Teruskan artikel berita tentang prostitusi di Ende dengan menulis kalimat-kalimat yang menyusul kalimat terakhirnya.

Teks:
——————————
Terkait Prostitusi di Ende, Ini Permintaan Jaringan Peduli Anak dan Perempuan NTT
Jaringan Peduli Anak dan Perempuan Provinsi Nusa Tenggara Timur ( Provinsi NTT) meminta semua pihak terkait serius menangani kasus prostitusi
Penulis: Laus Markus Goti | Editor: Kanis Jehola
POS-KUPANG.COM | ENDE - Jaringan Peduli Anak dan Perempuan Provinsi Nusa Tenggara Timur ( Provinsi NTT) meminta semua pihak terkait serius menangani kasus prostitusi.
Pernyataan jaringan Peduli Anak dan Perempuan ini merespon pemberitaan POS-KUPANG.COM berjudul 'Prostitusi Online di Ende, Transaksi di Depan Pasar Potulando Modus Nongkrong', yang diterbitkan pada 6 Juni 2020.
Ada 25 LSM dan individu yang tergabung dalam Jaringan Peduli Anak dan Perempuan NTT, Richard Raja sebagai yang mewakili, kepada POS-KUPANG.COM, Senin (21/6/2020), mengatakan, mereka prihatin dengan kasus prostitusi.
• Diduga Salahgunakan Keuangan Desa, Kepala Desa Maudemu Diadukan ke DPRD Belu
Menurutnya prostitusi yang melibatkan anak dan perempuan merupakan salah satu bentuk pelanggaran terhadap hak asasi manusia, hak perempuan dan hak anak.
Dia katakan kasus prostitusi online yang melibatkan anak dan perempuan juga sempat dimuat di media yakni kasus di Sumba Timur (10 Maret 2019) dan kejadian di Kupang menyusul tertangkapnya beberapa Mucikari prostitusi online yang melibatkan anak (Kompas.com, 14 Maret 2019).
• Kejati NTT Tangkap Siswanto Kondrata, Tersangka Korupsi Kredit Macet Bank NTT Surabaya
"Dan bukan tidak mungkin terjadi juga di wilayah lainnya di NTT," ungkap Richard.
Menurutnya, dalam beberapa kasus prostitusi terbukti telah melibatkan perempuan, anak perempuan dan bahkan anak laki-laki .
Dia katakan, kebanyakan korban adalah bagian dari perdagangan manusia untuk dieskploitasi secara seksual dan kebanyakan korban tidak mengetahui risiko dari pekerjaan yang mereka lakukan.
Lanjutnya, masyarakat tahu bahwa hal tersebut adalah persoalan sosial, namun tidak tahu harus berbuat apa, serta tidak mau direpotkan untuk urusan orang lain.
——————————
Daftar yang Diberikan:
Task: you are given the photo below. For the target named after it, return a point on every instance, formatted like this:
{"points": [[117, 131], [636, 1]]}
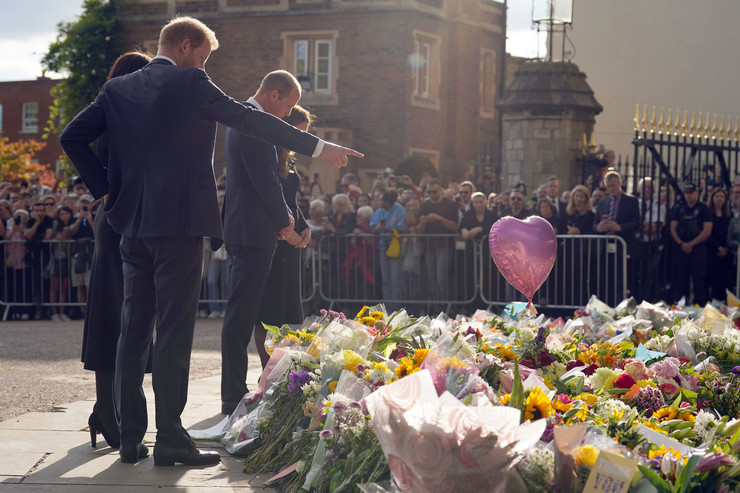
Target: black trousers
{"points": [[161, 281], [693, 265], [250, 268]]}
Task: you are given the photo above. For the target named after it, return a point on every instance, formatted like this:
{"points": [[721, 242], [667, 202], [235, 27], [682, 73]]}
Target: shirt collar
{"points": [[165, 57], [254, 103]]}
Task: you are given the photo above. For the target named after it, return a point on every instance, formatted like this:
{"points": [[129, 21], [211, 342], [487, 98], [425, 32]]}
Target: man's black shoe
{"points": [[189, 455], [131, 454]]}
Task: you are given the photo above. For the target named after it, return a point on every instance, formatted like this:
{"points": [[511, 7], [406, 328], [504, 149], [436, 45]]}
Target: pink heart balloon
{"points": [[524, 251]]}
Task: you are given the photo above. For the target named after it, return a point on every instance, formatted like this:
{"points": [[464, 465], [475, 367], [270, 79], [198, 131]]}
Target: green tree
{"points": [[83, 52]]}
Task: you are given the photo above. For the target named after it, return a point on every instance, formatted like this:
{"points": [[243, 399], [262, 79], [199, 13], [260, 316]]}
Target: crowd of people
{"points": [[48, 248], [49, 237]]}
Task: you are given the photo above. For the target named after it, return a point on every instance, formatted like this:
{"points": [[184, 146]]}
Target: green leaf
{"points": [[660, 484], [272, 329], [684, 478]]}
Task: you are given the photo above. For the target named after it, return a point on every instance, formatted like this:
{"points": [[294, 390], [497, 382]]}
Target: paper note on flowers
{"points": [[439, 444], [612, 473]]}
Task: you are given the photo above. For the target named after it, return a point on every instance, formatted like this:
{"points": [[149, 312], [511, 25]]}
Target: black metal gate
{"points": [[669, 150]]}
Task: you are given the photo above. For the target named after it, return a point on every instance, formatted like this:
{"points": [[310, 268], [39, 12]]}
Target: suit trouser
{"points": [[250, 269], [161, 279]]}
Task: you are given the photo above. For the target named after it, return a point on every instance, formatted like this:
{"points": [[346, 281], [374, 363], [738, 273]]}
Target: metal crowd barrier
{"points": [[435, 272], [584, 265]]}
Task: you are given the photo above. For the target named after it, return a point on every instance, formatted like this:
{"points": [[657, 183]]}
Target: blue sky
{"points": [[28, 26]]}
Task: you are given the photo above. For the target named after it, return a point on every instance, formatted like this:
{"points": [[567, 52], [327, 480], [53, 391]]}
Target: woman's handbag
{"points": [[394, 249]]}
——————————
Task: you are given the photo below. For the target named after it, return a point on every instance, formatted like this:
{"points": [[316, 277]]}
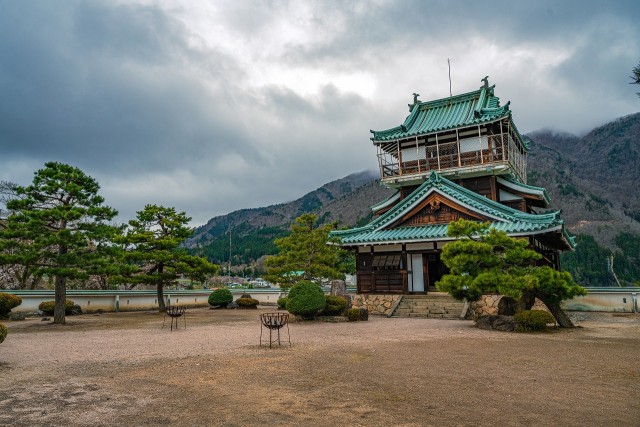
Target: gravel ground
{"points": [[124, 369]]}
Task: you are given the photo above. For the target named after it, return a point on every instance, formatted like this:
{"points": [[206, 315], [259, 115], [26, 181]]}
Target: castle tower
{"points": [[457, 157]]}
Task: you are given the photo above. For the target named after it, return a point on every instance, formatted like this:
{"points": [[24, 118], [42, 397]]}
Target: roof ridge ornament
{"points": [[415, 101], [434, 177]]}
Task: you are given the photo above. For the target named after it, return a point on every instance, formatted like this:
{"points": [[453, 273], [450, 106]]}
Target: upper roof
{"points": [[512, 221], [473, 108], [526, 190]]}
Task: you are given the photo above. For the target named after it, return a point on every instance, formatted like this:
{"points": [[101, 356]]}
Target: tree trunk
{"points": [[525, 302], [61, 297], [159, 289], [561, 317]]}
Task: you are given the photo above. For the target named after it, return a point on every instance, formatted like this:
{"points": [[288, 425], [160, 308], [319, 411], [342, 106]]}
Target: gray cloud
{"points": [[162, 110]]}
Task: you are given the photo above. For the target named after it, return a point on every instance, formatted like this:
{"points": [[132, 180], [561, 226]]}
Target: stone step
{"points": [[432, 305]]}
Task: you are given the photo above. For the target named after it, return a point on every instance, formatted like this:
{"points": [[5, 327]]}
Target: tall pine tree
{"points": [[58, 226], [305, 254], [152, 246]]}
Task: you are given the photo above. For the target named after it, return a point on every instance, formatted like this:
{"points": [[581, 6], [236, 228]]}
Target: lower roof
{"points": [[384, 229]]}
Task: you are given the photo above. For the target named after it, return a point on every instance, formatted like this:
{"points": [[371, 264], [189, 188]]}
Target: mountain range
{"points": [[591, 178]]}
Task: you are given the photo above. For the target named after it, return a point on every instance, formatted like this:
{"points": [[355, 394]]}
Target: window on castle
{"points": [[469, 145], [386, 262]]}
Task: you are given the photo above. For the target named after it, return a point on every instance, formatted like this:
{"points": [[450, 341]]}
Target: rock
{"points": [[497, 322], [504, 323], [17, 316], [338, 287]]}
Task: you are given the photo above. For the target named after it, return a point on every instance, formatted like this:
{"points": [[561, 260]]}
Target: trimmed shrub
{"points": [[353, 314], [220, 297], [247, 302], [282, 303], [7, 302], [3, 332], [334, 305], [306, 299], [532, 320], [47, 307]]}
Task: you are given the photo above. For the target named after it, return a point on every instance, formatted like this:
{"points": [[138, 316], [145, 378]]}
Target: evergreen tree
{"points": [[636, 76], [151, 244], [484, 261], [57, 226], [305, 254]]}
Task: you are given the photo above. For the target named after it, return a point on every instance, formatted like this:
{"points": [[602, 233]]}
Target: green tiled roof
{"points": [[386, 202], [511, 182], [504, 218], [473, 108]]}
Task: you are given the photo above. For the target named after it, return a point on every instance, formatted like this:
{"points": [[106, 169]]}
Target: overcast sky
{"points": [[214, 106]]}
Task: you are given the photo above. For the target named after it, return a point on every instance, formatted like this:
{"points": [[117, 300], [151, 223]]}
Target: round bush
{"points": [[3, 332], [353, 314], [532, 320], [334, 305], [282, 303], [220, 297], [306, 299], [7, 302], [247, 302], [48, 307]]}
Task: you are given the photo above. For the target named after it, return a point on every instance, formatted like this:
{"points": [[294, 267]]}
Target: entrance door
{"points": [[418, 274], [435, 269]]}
——————————
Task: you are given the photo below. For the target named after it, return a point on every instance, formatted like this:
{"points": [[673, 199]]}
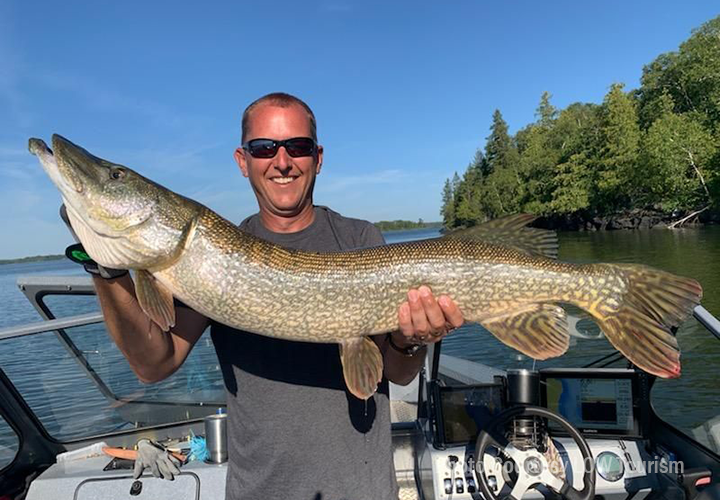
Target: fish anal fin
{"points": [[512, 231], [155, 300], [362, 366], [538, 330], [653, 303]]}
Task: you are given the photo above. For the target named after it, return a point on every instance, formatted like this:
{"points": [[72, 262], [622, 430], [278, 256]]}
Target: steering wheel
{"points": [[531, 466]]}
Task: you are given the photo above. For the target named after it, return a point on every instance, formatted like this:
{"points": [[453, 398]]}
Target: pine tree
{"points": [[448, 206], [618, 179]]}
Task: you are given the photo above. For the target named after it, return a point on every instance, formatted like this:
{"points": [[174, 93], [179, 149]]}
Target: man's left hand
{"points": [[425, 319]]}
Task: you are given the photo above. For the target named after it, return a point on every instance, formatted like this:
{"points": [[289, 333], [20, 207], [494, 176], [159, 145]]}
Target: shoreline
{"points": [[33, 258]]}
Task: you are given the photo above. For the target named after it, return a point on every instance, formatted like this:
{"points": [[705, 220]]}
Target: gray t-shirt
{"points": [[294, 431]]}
——————————
Jawaban Latihan:
"Kondisi ini, jika tidak segera ditanggulangi dan diantisipasi, akan membuat praktek prostitusi merebak dengan subur, apalagi mengingat NTT sedang dipromosikan sebagai destinasi pariwisata andalan Indonesia,"ungkapnya.
Di sisi lain, kata Richard, penyelesaian masalah prostitusi tidak terlepas dari proses penegakan hukum yang baik untuk mengakhiri praktik tersebut. Namun menurutnya, yang menjadi masalah saat ini adalah proses penegakan hukum yang tidak berjalan dengan maksimal, serta apatisme masyarakat.
Menyoroti masalah prostitusi yang terjadi di Ende, ungkap Richard, Jaringan Peduli Perempuan dan Anak NTT, baik yang berada di luar NTT maupun yang tinggal dan bergerak di NTT, bersama-sama menyadari bahwa praktek prostitusi berhubungan erat dengan kemiskinan.
Tidak hanya itu, jaringan Peduli Anak dan Perempuan menilai perubahan orientasi, pola dan gaya hidup generasi muda, yang ingin tampil mewah secara instan, serta berpusat pada diri sendiri, juga merupakan faktor-faktor pendorong prostitusi.
Karena itu, kata Richard Jaringan Peduli Anak dan Perempuan NTT, menyerukan,
1. Pemerintah Daerah, termasuk di dalamnya Aparat Penegak Hukum agar segera mengambil sikap tegas dan adil untuk menghapus praktek prostitusi di NTT.
Perlindungan perempuan dan anak, harus menjadi prioritas dalam program pembangunan, dan masuk dalam pertimbangan dan perencanaan program pembangunan di segala bidang. Peningkatan program pariwisata daerah NTT harus selalu seiring dengan penguatan perlindungan perempuan dan anak.
2. Segala bentuk pelecehan dan kekerasan terhadap perempuan dan anak, khususnya kekerasan dan eksploitasi seksual, diselesaikan dengan tuntas dalam keberpihakan terhadap korban.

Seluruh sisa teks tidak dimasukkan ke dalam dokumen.